Exercise: Exactly as it appears, restate the whole listing.

Provided material:
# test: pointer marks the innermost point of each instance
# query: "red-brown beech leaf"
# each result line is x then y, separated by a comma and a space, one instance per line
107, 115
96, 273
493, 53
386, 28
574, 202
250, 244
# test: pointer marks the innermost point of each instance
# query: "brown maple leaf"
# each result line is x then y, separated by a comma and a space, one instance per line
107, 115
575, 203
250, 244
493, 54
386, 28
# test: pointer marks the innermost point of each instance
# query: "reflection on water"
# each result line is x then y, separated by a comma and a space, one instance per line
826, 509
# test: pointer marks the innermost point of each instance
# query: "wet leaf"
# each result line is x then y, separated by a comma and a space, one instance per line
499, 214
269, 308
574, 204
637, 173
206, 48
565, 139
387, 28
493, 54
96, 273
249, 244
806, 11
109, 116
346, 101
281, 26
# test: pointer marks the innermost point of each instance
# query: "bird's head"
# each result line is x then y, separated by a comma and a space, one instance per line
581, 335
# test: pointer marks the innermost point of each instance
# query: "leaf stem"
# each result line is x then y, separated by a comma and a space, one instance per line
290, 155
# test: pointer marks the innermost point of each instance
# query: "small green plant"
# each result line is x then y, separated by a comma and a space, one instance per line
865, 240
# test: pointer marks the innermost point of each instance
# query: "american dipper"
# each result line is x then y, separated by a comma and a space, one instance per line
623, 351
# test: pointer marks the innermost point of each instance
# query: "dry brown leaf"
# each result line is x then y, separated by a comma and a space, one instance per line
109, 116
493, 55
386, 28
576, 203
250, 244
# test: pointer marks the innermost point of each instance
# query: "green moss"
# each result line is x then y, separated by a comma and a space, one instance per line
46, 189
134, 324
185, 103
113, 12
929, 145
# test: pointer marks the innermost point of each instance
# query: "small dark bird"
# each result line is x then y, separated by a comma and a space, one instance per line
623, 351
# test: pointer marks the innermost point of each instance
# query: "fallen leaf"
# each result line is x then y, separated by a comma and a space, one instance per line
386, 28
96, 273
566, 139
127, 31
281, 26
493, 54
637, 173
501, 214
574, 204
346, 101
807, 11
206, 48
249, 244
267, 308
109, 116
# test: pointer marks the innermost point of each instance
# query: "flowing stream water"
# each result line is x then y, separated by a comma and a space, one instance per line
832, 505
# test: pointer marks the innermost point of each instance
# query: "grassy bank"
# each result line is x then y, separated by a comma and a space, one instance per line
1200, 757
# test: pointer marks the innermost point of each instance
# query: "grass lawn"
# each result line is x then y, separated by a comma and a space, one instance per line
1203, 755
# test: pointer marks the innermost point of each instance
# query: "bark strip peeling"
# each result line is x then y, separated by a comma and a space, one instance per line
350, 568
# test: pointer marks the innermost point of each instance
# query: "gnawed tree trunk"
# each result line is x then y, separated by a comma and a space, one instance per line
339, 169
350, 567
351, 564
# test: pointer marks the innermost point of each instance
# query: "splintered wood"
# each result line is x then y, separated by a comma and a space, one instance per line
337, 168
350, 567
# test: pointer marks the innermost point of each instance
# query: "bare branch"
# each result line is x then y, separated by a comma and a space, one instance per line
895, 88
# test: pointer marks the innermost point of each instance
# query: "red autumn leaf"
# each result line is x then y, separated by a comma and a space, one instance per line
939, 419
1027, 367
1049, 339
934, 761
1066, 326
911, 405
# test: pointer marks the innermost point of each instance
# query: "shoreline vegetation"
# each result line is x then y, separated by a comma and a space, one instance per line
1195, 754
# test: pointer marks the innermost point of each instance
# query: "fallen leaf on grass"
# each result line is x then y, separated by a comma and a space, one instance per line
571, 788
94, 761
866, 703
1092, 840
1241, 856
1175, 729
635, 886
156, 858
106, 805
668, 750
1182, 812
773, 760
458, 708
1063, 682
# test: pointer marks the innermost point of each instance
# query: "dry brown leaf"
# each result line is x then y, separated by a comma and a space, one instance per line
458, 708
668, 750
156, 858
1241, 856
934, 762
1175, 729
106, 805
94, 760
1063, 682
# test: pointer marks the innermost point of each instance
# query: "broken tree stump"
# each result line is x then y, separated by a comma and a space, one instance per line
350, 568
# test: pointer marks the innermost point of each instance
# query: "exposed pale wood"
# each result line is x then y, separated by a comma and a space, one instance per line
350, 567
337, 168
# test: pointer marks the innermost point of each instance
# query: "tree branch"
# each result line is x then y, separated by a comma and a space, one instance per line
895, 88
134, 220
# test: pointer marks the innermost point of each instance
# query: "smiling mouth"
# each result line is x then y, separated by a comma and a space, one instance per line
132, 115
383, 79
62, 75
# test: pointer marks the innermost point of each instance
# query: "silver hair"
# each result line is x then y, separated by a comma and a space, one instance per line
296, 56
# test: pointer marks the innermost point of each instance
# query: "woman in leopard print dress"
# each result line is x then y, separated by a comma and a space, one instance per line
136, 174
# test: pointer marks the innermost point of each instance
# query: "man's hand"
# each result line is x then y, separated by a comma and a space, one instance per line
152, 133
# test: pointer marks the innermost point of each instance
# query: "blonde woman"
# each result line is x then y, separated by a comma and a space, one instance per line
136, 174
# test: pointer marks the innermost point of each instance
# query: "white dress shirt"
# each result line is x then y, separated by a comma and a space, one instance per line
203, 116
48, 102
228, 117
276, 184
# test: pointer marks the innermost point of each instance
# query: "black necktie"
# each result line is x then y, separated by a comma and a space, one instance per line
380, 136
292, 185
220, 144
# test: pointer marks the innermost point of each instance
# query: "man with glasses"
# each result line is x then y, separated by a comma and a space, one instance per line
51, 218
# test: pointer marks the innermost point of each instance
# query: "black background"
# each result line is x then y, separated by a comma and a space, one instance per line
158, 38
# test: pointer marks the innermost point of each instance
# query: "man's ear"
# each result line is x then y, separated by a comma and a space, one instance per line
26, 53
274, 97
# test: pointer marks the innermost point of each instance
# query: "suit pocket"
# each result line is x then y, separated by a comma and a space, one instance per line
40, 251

Answer for this exercise:
# test: pointer marks the innermost point of each instance
# query: "red-brown beech leaf"
# each result line is x then y, separated by a comma and a space, one instance per line
107, 115
96, 273
493, 53
386, 28
574, 202
250, 244
# test: pointer marks the innermost point of each instance
# query: "brown maple leaf"
# each result line is x then y, separated by a comma and a space, one instance per line
107, 115
575, 203
250, 244
493, 54
386, 28
# test: pointer marks the innermost point of each instance
# query: "reflection on water"
# each result line is x then y, separated by a comma and a space, one instance per line
826, 509
# test: pointer marks the innermost point of each instance
# query: "wet leaf"
# each result line is x then y, separated by a comma and a space, one instance per line
499, 214
269, 308
574, 204
637, 173
206, 48
565, 139
387, 28
493, 54
96, 273
249, 244
806, 11
109, 116
346, 101
281, 26
# test: pointer marks the innermost point of each instance
# query: "bird's head"
# each result line is x then y, separated by a comma and a space, one instance per line
581, 335
# test: pointer marks the innermost point of each instance
# query: "leaf stem"
# each result line is x then y, separated by a comma and a space, one instance per line
290, 155
# test: pointer marks the innermost point of each instance
# query: "small green plant"
# each result line is x then y, separated by a comma and a space, one instance per line
865, 240
# test: pointer marks the innermost point of each instance
# query: "american dipper"
# each result line is x then y, separated by a comma and a space, one instance per line
623, 351
# test: pointer marks the innermost point of each instance
# query: "dry brown leaf"
# each result line is x then y, separated by a comma and a space, one instance per line
109, 116
493, 55
386, 28
576, 203
250, 244
# test: pointer marks the innermost point of each instance
# query: "green moss"
# each result line is x then y, separated by a comma and a space, one instance per line
46, 189
134, 324
185, 103
113, 12
929, 145
# test: pointer marks the innermost point of each instance
# query: "small dark bird"
# each result line is x then y, separated by a comma and a space, one instance per line
623, 351
# test: pointer marks the innermost point of each instance
# query: "fallen leaf"
# each result line is x then y, separated by a comma and a space, one instance per line
386, 28
96, 273
566, 139
127, 31
281, 26
493, 54
637, 173
501, 214
574, 204
346, 101
807, 11
206, 48
249, 244
267, 308
109, 116
# test: pointer marks the innermost point of each instance
# query: "flowing stream water"
# each result line is x then y, separated by a comma and a space, one instance per line
832, 505
# test: pointer marks the innermost point of each instance
# query: "grassy bank"
# each result line is x then y, separated by a comma and a space, one instance per line
1200, 757
# test: pointer marks the innermost point of each instance
# query: "grass lawn"
# each result line is x then y, separated by a comma and a space, one instance per line
1203, 755
# test: pointer marks the innermost point of each instance
# query: "bark strip peeling"
# each result line is x then y, separated by a comma and a space, one instance per line
350, 568
# test: pointer marks the innermost point of each instance
# query: "gnawed tree trunk"
# each result line is x then y, separated by a comma and a space, one instance per line
339, 169
350, 567
351, 564
# test: pointer marks the innermost point of each instance
# query: "splintered wood"
# each result line is x then y, separated by a comma and a space, one instance per line
337, 168
350, 567
# test: pointer marks the innermost point of each instance
# query: "bare branch"
# each result line is x then y, separated by a comma and a space, one instance per line
895, 88
# test: pointer marks the innermost point of each instance
# query: "red autumn leaf"
# each result line is x then y, separated by a comma and a space, one instance per line
939, 419
1027, 367
1049, 339
934, 761
1066, 326
911, 405
# test: pointer marks the innermost point of each instance
# query: "shoreline vegetation"
# each result line is x then y, separated by a comma and a space, one instance per line
1195, 754
# test: pointer marks the innermost point of each instance
# query: "fallen leaf on grass"
# each result line is x then y, separated by a comma and a space, one instance per line
571, 788
94, 761
866, 703
1092, 840
1241, 856
1175, 729
635, 886
156, 858
106, 805
668, 750
1182, 812
773, 760
458, 708
1063, 682
# test: pointer marks the innermost point of each instance
# query: "dry brown leaf"
# each result line is x then y, separated by a comma and a space, one instance per line
458, 708
668, 750
156, 858
1241, 856
934, 762
1175, 729
106, 805
94, 760
1063, 682
# test: pointer marks the innermost point of each instance
# query: "broken tree stump"
# each result line is x then y, separated by a comma and a space, one instance per line
350, 568
# test: pointer marks the innermost point of each instance
# query: "exposed pale wood"
# each result line is x then y, separated by a comma and a space, one instance per line
350, 567
337, 168
# test: pointer marks the innermost point of each instance
# query: "tree branch"
# each result line is x then y, separated by a comma and a space, one instance per line
895, 88
134, 220
# test: pointer marks the innermost point of each instance
# query: "smiling mouth"
# each result line is x then y, separated by a comma and a space, one instance per line
132, 115
383, 79
62, 75
# test: pointer marks the innermost point of each instance
# query: "silver hair"
# each result line is x then y, separated by a comma and a space, one instance per line
296, 56
# test: pointer marks the innermost point of each instance
# query: "woman in leopard print dress"
# each result line is x then y, separated by a comma and a space, one instance per line
136, 174
# test: pointer marks the innermost point of each instance
# query: "man's hand"
# each result line is x then y, separated by a comma and a space, one instance per line
152, 133
# test: pointer marks the innermost point of each instance
# query: "blonde woman"
# each result line is x then y, separated by a comma and a space, one instance per line
136, 174
# test: pointer marks the innermost point of each instance
# query: "white dress shirt"
# each result line is x then y, separated by a comma and a space, one instance per line
203, 116
48, 102
228, 117
276, 184
# test: pointer marks the innermost point of each instance
# query: "black necktie"
# each result line is x then y, separated by a comma and a space, one instance per line
380, 136
292, 185
220, 144
# test: pointer marks the innermost point of each instance
# query: "man with glasses"
# each result line is x then y, separated by a comma and a space, one instance per line
51, 218
# test: pointer marks the innermost point of each instance
# query: "black background"
# each result line is x then y, separated by a comma and a space, one instance per line
158, 38
# test: pointer marks the innermost point of each instance
# query: "man's ear"
# each result line is x then y, separated by a comma and a space, one instance per line
26, 53
274, 97
# test: pointer marks the innermost point of each instance
# query: "suit pocket"
# each result line is x then y, separated by a comma and a space, one instance per line
40, 251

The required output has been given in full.